**提供資料**
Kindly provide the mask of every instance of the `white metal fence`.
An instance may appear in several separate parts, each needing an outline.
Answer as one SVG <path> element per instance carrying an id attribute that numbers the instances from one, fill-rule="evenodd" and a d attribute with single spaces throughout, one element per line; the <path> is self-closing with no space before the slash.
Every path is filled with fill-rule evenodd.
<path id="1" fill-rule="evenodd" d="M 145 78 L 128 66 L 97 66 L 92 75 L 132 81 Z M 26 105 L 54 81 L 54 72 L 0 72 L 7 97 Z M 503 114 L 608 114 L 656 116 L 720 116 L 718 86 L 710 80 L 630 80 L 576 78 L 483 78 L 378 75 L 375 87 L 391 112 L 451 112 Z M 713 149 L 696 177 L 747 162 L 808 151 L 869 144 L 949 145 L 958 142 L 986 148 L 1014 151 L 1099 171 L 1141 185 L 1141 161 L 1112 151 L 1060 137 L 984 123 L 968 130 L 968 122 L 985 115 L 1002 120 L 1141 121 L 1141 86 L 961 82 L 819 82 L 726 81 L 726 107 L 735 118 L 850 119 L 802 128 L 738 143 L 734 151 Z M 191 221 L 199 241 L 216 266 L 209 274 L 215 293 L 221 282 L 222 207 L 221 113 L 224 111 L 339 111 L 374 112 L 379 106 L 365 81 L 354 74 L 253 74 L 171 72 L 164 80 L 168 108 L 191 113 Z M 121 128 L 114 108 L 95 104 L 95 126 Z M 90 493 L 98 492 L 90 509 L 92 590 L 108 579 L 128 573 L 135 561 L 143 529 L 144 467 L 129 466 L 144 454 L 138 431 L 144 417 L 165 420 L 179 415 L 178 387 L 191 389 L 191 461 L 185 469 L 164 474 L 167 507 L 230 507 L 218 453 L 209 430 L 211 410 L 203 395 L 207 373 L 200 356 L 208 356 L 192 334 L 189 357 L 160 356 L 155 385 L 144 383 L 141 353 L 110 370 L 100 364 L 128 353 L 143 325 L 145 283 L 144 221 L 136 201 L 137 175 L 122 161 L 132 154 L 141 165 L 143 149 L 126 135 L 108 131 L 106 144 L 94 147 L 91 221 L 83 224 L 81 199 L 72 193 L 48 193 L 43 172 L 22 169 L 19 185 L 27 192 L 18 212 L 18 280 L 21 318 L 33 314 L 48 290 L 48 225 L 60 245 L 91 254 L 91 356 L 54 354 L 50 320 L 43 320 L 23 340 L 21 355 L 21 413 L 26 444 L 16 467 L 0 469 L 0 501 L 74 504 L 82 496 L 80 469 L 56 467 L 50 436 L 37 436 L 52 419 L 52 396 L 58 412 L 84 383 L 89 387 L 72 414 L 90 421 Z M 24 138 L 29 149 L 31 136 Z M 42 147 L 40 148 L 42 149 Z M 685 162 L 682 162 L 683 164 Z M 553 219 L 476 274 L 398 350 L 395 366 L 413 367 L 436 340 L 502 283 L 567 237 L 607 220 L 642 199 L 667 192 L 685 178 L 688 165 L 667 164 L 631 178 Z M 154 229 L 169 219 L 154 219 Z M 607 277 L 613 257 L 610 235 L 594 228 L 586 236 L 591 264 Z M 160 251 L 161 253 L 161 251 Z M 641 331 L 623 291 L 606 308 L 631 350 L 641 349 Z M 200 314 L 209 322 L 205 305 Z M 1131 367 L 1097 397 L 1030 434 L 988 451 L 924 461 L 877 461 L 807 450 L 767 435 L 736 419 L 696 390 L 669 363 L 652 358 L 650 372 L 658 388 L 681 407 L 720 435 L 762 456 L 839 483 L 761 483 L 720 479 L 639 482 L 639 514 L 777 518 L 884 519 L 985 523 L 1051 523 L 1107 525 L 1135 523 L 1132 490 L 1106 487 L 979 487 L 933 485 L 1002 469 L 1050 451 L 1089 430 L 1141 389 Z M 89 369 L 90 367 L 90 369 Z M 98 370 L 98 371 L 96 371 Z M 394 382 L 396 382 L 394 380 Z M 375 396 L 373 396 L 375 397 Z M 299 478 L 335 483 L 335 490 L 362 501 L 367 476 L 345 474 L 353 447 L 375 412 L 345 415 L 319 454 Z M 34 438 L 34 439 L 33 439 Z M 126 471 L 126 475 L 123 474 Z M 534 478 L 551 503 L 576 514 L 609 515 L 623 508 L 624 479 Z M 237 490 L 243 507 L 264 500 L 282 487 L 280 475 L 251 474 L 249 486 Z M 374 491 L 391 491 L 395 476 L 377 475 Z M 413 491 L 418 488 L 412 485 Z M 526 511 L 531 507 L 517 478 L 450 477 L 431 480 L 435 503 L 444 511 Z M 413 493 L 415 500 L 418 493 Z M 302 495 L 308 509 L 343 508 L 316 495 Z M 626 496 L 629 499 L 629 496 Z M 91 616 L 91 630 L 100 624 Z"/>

**要件**
上の行をすべて書き写し、「separate parts」を「disjoint pieces」に置き換えること。それ以外は一切変えないこと。

**回答**
Kindly provide the mask of every instance of the `white metal fence`.
An instance may appear in several disjoint pieces, each needing an outline.
Answer as one SVG <path> element per instance carrying an id attribute that numbers the instances from one, fill-rule="evenodd" and a d attribute with single spaces throughout, one element per line; the <path> is self-closing with no space before the slash.
Every path is filled with fill-rule evenodd.
<path id="1" fill-rule="evenodd" d="M 145 78 L 128 66 L 97 66 L 92 75 L 132 81 Z M 26 105 L 54 81 L 54 72 L 0 72 L 7 97 Z M 503 114 L 608 114 L 656 116 L 720 116 L 718 86 L 710 80 L 630 80 L 576 78 L 483 78 L 378 75 L 375 87 L 391 112 L 451 112 Z M 713 149 L 696 177 L 747 162 L 808 151 L 869 144 L 949 145 L 958 142 L 986 148 L 1014 151 L 1099 171 L 1141 185 L 1141 161 L 1112 151 L 1060 137 L 984 123 L 968 130 L 968 122 L 985 115 L 1002 120 L 1141 121 L 1141 86 L 961 82 L 819 82 L 726 81 L 726 107 L 735 118 L 850 119 L 802 128 L 738 143 L 734 151 Z M 191 221 L 199 241 L 216 266 L 209 274 L 215 293 L 221 282 L 222 207 L 221 113 L 224 111 L 339 111 L 374 112 L 379 106 L 365 81 L 354 74 L 253 74 L 171 72 L 164 80 L 168 108 L 191 113 Z M 121 128 L 114 108 L 95 104 L 95 126 Z M 90 493 L 98 492 L 90 509 L 92 590 L 108 579 L 128 573 L 135 561 L 143 529 L 144 467 L 129 466 L 144 454 L 138 431 L 144 417 L 165 420 L 179 415 L 178 387 L 191 389 L 191 461 L 185 469 L 164 474 L 167 507 L 230 507 L 218 453 L 209 430 L 211 410 L 203 395 L 207 373 L 200 356 L 208 356 L 192 334 L 189 357 L 160 356 L 155 385 L 144 383 L 141 353 L 110 370 L 100 364 L 128 353 L 143 325 L 145 283 L 144 221 L 136 201 L 137 175 L 122 161 L 132 154 L 141 165 L 143 149 L 126 135 L 108 131 L 106 144 L 94 147 L 91 221 L 83 224 L 81 199 L 72 193 L 48 193 L 43 172 L 22 169 L 19 185 L 27 192 L 18 212 L 18 280 L 21 318 L 33 314 L 48 290 L 48 225 L 60 245 L 91 254 L 91 356 L 54 354 L 50 320 L 43 320 L 23 340 L 21 355 L 21 413 L 26 444 L 16 467 L 0 469 L 0 501 L 74 504 L 82 496 L 80 469 L 56 467 L 50 436 L 37 436 L 52 419 L 52 396 L 58 412 L 84 383 L 89 387 L 72 414 L 90 421 Z M 24 138 L 29 149 L 31 136 Z M 42 147 L 40 148 L 42 149 Z M 685 162 L 682 162 L 683 164 Z M 553 219 L 476 274 L 398 350 L 395 366 L 413 367 L 436 340 L 502 283 L 567 237 L 607 220 L 642 199 L 667 192 L 685 178 L 688 165 L 667 164 L 631 178 Z M 154 229 L 169 219 L 154 219 Z M 607 277 L 613 257 L 610 235 L 594 228 L 586 236 L 591 264 Z M 160 251 L 161 253 L 161 251 Z M 641 331 L 623 291 L 606 308 L 631 350 L 641 349 Z M 200 314 L 209 322 L 205 305 Z M 1131 367 L 1097 397 L 1030 434 L 988 451 L 924 461 L 877 461 L 807 450 L 767 435 L 736 419 L 696 390 L 669 363 L 652 358 L 650 372 L 658 388 L 681 407 L 720 435 L 762 456 L 839 483 L 761 483 L 720 479 L 639 482 L 639 514 L 777 518 L 884 519 L 985 523 L 1051 523 L 1107 525 L 1135 523 L 1132 490 L 1106 487 L 979 487 L 933 485 L 1002 469 L 1050 451 L 1089 430 L 1141 389 Z M 89 369 L 90 367 L 90 369 Z M 98 370 L 98 371 L 96 371 Z M 394 382 L 396 382 L 394 380 Z M 375 396 L 373 396 L 375 397 Z M 299 478 L 335 483 L 335 490 L 362 501 L 367 476 L 345 474 L 353 447 L 375 412 L 345 415 L 319 454 Z M 34 438 L 34 439 L 33 439 Z M 126 471 L 126 475 L 123 474 Z M 534 478 L 551 503 L 576 514 L 609 515 L 623 508 L 624 479 Z M 237 490 L 243 507 L 264 500 L 282 487 L 280 475 L 251 474 L 249 486 Z M 374 491 L 391 491 L 395 476 L 377 475 Z M 413 491 L 418 488 L 412 485 Z M 526 511 L 531 507 L 517 478 L 450 477 L 431 480 L 435 503 L 444 511 Z M 413 493 L 415 500 L 418 493 Z M 302 495 L 308 509 L 343 508 L 316 495 Z M 626 496 L 629 499 L 629 496 Z M 91 616 L 91 630 L 100 624 Z"/>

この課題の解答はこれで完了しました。